Reproduce every line of the records below verbatim, omitting the pictures.

STORED DATA:
※

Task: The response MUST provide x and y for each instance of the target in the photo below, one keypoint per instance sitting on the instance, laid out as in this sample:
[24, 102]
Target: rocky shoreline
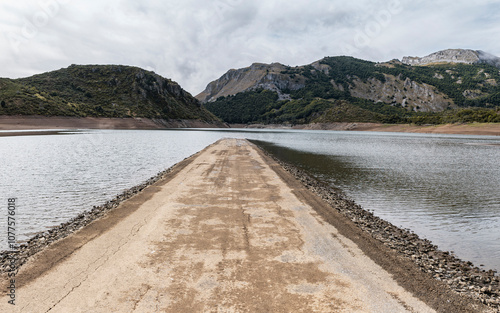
[43, 239]
[461, 276]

※

OUTPUT OF THE EXERCISE:
Task: The response MUST provide x and y for each instance of the target in the photo below, one keypoint per instance sitting on the instance, laid out as in this sample:
[24, 102]
Target: rocky shoreline
[43, 239]
[461, 276]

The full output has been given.